TASK BRIEF
Render all of the data below as a Markdown table with two columns, No. and Line, numbering each line in order and leaving out blank lines. Omit the pictures from the table.

INPUT DATA
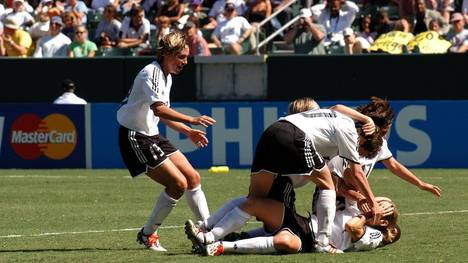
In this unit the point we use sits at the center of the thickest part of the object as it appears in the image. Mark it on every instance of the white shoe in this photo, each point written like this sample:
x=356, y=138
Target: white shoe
x=214, y=249
x=327, y=249
x=150, y=241
x=195, y=234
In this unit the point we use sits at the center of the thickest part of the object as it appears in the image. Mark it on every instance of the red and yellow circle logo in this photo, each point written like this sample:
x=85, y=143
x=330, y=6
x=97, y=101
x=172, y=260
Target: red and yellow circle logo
x=53, y=136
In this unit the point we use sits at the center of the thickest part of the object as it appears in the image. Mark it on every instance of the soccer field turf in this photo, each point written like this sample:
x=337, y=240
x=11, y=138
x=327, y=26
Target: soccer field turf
x=94, y=215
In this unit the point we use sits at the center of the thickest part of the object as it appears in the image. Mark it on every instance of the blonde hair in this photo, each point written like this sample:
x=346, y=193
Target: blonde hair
x=301, y=105
x=172, y=43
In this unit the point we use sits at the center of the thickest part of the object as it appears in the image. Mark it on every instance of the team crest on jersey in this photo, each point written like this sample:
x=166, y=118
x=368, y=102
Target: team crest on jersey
x=375, y=235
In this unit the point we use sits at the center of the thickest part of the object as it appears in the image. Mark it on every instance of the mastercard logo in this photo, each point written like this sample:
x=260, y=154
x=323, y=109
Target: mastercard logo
x=53, y=136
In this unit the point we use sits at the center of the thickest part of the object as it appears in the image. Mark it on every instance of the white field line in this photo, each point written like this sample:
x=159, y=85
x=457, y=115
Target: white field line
x=172, y=227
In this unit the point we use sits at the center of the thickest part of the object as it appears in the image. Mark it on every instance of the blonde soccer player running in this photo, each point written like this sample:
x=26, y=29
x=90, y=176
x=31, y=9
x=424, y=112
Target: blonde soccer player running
x=144, y=150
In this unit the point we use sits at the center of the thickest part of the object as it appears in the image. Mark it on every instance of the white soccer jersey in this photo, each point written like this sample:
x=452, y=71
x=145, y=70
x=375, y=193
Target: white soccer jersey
x=149, y=86
x=331, y=132
x=338, y=164
x=371, y=239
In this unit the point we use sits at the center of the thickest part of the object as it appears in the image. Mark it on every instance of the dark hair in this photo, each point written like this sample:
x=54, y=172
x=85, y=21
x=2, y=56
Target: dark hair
x=68, y=85
x=372, y=143
x=380, y=112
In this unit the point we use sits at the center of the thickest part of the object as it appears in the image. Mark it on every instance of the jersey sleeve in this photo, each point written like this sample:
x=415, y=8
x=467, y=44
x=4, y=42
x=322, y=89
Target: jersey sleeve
x=371, y=239
x=153, y=87
x=347, y=140
x=337, y=165
x=384, y=152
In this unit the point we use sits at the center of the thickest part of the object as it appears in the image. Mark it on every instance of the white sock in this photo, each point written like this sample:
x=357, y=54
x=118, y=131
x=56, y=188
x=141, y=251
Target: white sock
x=162, y=208
x=258, y=232
x=226, y=208
x=325, y=215
x=231, y=222
x=257, y=245
x=197, y=202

WORKED SOLUTION
| No. | Line |
|---|---|
| 1 | In this unit the point we use sits at the center of the thickest part of the object as it appears in the image. Mark it on every instance of the white shoe in this photo, each point written like this sample: |
| 2 | x=356, y=138 |
| 3 | Target: white shoe |
| 4 | x=214, y=249 |
| 5 | x=327, y=249 |
| 6 | x=150, y=241 |
| 7 | x=195, y=234 |
| 8 | In this unit the point we use sits at the center of the thickest part of the object as it appears in the image. Mark it on every instance of the red and yellow circle logo in this photo, each point written like this sample: |
| 9 | x=85, y=143 |
| 10 | x=330, y=6 |
| 11 | x=97, y=101 |
| 12 | x=172, y=260 |
| 13 | Target: red and yellow circle logo |
| 14 | x=53, y=136 |
| 15 | In this unit the point we use sits at the center of the thickest part of the object as it appears in the image. Mark it on every instance of the soccer field turf in this photo, each point written like this sample: |
| 16 | x=337, y=240 |
| 17 | x=11, y=138 |
| 18 | x=327, y=26 |
| 19 | Target: soccer field turf |
| 20 | x=94, y=215 |
| 21 | In this unit the point we use sits at the center of the thickest part of the object as it appears in the image. Mark it on every instance of the blonde hair in this photo, each point written like this sample: |
| 22 | x=346, y=193 |
| 23 | Target: blonde hair |
| 24 | x=301, y=105 |
| 25 | x=172, y=43 |
| 26 | In this unit the point we use sits at the center of the thickest part of the object as it appears in the image. Mark it on every instance of the team crest on jersey in this photo, each point written like this sample: |
| 27 | x=166, y=118 |
| 28 | x=368, y=102 |
| 29 | Target: team crest on jersey |
| 30 | x=375, y=235 |
| 31 | In this unit the point we use sits at the center of the thickest part of the object as it appears in the image. Mark it on every instance of the mastercard logo in this photo, each point written like this sample: |
| 32 | x=260, y=154 |
| 33 | x=323, y=109 |
| 34 | Target: mastercard logo |
| 35 | x=53, y=136 |
| 36 | In this unit the point we use sits at the center of the thickest part of the object as it appears in the image. Mark it on every instance of the white field line in this photo, each point written like this sample: |
| 37 | x=159, y=85 |
| 38 | x=457, y=115 |
| 39 | Target: white field line |
| 40 | x=172, y=227 |
| 41 | In this unit the point we use sits at the center of the thickest part of the object as it appears in the image. Mark it on every instance of the blonde soccer player running in this photo, each point written like this sample: |
| 42 | x=26, y=29 |
| 43 | x=90, y=176 |
| 44 | x=31, y=9 |
| 45 | x=424, y=112 |
| 46 | Target: blonde soccer player running |
| 47 | x=144, y=150 |
| 48 | In this unit the point we use sits at the center of the thickest part of the object as it appears in the image. Mark it on every instance of the white soccer jersey in this photo, each point written like this sample: |
| 49 | x=452, y=71 |
| 50 | x=145, y=70 |
| 51 | x=375, y=193 |
| 52 | Target: white soccer jersey |
| 53 | x=149, y=86 |
| 54 | x=331, y=132 |
| 55 | x=338, y=164 |
| 56 | x=371, y=239 |
| 57 | In this unit the point we use sits at the center of the thickest part of the object as it appears in the image. Mark it on every instance of the dark hair in this photo, each point written like this sample: |
| 58 | x=54, y=172 |
| 59 | x=85, y=21 |
| 60 | x=2, y=56 |
| 61 | Target: dark hair |
| 62 | x=68, y=85 |
| 63 | x=372, y=143 |
| 64 | x=380, y=112 |
| 65 | In this unit the point we use sits at the center of the thickest part of the object as it appears in the image. Mark it on every instance of the jersey sleeve in this photo, each point written like this sample: |
| 66 | x=415, y=8 |
| 67 | x=467, y=44 |
| 68 | x=4, y=42 |
| 69 | x=322, y=89 |
| 70 | Target: jersey sleeve |
| 71 | x=371, y=239 |
| 72 | x=153, y=87 |
| 73 | x=347, y=140 |
| 74 | x=337, y=165 |
| 75 | x=384, y=152 |
| 76 | In this unit the point we use sits at the center of the thickest part of the object as it appears in the image. Mark it on every instance of the white sock in this photo, each point written like this sample: |
| 77 | x=357, y=54 |
| 78 | x=118, y=131 |
| 79 | x=56, y=188 |
| 80 | x=141, y=251 |
| 81 | Target: white sock |
| 82 | x=162, y=208 |
| 83 | x=258, y=232 |
| 84 | x=226, y=208 |
| 85 | x=325, y=215 |
| 86 | x=231, y=222 |
| 87 | x=257, y=245 |
| 88 | x=197, y=202 |